══ MATERIAL SUPPLIED ══

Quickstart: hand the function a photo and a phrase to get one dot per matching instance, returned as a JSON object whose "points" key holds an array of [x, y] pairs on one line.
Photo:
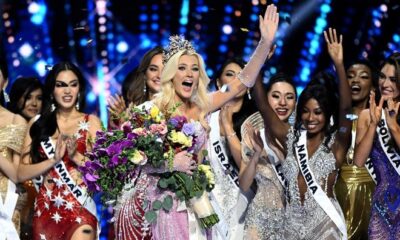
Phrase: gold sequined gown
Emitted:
{"points": [[354, 190], [11, 139]]}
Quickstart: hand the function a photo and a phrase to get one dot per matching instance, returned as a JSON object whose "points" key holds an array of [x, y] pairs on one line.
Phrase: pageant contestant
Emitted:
{"points": [[12, 132], [264, 219], [378, 137], [53, 151], [225, 155], [184, 81], [141, 84], [26, 96], [355, 185], [314, 151]]}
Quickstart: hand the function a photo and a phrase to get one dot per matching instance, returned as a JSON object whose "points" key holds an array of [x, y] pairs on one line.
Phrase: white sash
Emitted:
{"points": [[275, 162], [319, 195], [217, 150], [80, 194], [384, 138], [7, 228]]}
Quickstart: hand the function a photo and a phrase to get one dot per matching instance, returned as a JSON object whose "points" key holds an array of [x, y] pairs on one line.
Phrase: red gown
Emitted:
{"points": [[57, 212]]}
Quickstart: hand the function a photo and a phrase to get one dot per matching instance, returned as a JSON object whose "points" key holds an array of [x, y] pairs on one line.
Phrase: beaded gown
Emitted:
{"points": [[11, 139], [264, 219], [385, 213], [57, 213], [136, 198], [308, 220], [226, 190]]}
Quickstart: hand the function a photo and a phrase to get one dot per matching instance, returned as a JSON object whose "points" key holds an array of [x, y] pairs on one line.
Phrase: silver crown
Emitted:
{"points": [[176, 44]]}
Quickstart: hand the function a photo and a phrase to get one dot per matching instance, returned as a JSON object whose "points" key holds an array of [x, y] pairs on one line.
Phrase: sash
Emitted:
{"points": [[217, 150], [368, 164], [7, 207], [275, 162], [319, 195], [79, 194], [385, 138]]}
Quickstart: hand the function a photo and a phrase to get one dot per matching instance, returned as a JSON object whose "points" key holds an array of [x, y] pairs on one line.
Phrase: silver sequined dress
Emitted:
{"points": [[308, 220]]}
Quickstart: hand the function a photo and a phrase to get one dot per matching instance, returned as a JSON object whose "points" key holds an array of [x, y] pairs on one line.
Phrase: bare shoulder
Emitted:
{"points": [[95, 123], [19, 120], [363, 118]]}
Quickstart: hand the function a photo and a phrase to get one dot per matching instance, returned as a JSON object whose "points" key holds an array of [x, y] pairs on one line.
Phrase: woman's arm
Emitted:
{"points": [[26, 170], [230, 135], [247, 77], [366, 130], [391, 113], [248, 170], [343, 137]]}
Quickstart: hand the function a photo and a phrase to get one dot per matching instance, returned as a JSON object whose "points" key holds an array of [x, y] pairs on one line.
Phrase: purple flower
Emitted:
{"points": [[188, 129]]}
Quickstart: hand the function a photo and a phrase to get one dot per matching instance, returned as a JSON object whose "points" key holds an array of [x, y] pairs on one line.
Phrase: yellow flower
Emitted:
{"points": [[181, 138], [154, 111], [138, 157]]}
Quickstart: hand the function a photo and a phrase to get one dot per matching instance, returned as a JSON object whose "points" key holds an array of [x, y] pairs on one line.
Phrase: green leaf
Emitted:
{"points": [[167, 203], [150, 216], [157, 205], [163, 183]]}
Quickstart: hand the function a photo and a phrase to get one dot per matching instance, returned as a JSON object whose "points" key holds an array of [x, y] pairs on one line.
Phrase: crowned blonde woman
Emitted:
{"points": [[184, 81]]}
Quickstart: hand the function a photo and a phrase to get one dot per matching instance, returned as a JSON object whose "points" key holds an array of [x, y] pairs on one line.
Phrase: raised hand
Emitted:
{"points": [[391, 112], [375, 111], [269, 23], [335, 48], [61, 147], [116, 105]]}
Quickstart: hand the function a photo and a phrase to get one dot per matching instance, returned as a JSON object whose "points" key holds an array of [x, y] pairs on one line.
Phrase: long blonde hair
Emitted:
{"points": [[165, 100]]}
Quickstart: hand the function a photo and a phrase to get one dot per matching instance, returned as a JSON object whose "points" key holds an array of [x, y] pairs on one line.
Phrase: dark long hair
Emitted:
{"points": [[21, 89], [4, 71], [324, 90], [134, 83], [46, 125], [248, 106], [280, 77]]}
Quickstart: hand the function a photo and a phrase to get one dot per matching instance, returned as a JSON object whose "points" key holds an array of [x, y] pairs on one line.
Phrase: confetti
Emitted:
{"points": [[48, 67], [79, 28], [351, 117], [224, 88]]}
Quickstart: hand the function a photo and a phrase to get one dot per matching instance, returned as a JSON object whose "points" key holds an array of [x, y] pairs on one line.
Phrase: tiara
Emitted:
{"points": [[176, 44]]}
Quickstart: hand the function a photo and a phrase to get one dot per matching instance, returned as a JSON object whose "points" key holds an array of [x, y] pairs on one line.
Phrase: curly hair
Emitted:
{"points": [[166, 98]]}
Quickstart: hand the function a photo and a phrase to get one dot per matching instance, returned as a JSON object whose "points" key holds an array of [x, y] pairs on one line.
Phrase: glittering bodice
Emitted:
{"points": [[322, 163]]}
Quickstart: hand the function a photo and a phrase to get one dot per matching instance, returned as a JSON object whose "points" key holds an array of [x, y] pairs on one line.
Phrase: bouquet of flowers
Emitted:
{"points": [[182, 135], [117, 153], [149, 137]]}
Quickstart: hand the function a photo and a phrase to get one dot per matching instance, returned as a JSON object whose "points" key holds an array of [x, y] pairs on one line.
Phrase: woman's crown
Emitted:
{"points": [[176, 44]]}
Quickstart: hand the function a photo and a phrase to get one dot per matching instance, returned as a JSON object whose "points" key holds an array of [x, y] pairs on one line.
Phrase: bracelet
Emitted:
{"points": [[230, 135]]}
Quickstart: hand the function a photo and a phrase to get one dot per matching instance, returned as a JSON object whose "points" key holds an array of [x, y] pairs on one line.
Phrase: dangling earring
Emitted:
{"points": [[77, 102], [6, 97], [248, 93], [52, 106]]}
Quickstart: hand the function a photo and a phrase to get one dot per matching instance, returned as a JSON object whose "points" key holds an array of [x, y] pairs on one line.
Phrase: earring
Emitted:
{"points": [[248, 93], [77, 102], [6, 97], [53, 107]]}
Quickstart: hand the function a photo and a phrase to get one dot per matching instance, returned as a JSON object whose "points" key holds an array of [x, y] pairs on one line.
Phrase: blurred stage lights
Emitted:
{"points": [[227, 29], [122, 47], [25, 50]]}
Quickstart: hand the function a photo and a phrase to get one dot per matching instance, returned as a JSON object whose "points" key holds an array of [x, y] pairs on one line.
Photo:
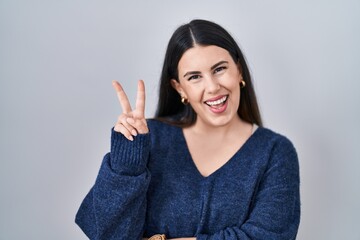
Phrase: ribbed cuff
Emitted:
{"points": [[129, 157]]}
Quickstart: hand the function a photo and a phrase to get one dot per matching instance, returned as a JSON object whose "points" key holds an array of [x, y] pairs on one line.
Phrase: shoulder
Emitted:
{"points": [[269, 138], [279, 150]]}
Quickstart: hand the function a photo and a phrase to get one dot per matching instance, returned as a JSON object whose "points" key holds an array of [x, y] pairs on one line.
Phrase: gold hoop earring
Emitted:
{"points": [[184, 100], [242, 84]]}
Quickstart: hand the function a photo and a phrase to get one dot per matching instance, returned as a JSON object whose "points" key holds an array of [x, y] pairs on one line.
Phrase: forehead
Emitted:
{"points": [[202, 57]]}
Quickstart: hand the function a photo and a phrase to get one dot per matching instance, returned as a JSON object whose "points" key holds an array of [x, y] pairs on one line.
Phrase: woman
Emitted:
{"points": [[204, 168]]}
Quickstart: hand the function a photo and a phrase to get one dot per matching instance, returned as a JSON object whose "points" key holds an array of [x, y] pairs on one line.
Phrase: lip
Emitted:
{"points": [[215, 98], [218, 108]]}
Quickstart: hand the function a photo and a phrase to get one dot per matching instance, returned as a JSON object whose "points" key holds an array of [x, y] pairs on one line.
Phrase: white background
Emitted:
{"points": [[57, 105]]}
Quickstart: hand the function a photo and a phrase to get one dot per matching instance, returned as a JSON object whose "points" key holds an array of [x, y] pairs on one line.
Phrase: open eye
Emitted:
{"points": [[194, 77], [219, 69]]}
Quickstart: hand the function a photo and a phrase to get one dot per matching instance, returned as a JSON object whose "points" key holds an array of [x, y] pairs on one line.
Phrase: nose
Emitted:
{"points": [[212, 85]]}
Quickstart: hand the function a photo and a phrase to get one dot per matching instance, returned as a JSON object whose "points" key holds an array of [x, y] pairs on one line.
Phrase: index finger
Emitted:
{"points": [[123, 99], [140, 100]]}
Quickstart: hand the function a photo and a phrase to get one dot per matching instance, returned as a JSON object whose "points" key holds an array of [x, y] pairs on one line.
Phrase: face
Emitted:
{"points": [[210, 79]]}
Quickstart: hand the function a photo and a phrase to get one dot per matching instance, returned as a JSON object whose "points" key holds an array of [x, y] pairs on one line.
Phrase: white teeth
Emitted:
{"points": [[217, 102]]}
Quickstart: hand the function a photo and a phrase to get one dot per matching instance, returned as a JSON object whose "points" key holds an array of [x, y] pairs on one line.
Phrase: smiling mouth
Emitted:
{"points": [[217, 103]]}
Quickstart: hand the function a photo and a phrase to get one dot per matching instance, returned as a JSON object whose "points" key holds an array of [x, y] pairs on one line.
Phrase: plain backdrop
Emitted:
{"points": [[57, 105]]}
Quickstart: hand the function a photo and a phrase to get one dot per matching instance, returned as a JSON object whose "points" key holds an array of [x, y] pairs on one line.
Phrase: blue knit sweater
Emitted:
{"points": [[151, 185]]}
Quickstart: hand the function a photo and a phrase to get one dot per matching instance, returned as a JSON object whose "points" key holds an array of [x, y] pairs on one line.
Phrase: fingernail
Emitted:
{"points": [[130, 120]]}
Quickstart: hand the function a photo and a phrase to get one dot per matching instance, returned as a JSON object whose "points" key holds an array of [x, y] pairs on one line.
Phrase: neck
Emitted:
{"points": [[235, 126]]}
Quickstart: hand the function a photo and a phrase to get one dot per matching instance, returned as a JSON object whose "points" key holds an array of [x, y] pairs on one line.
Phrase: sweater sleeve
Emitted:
{"points": [[275, 212], [115, 207]]}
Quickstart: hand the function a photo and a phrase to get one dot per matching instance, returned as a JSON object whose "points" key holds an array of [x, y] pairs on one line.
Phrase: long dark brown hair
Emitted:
{"points": [[203, 33]]}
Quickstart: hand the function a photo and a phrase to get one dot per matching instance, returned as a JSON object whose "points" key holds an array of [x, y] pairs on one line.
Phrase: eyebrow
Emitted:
{"points": [[212, 68]]}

═══

▶ [REQUIREMENTS]: Show every line of the rows above that contains the string "sequined", matching case exactly.

▶ [TASK SOLUTION]:
Phrase: gold sequined gown
Phrase: silver sequined dress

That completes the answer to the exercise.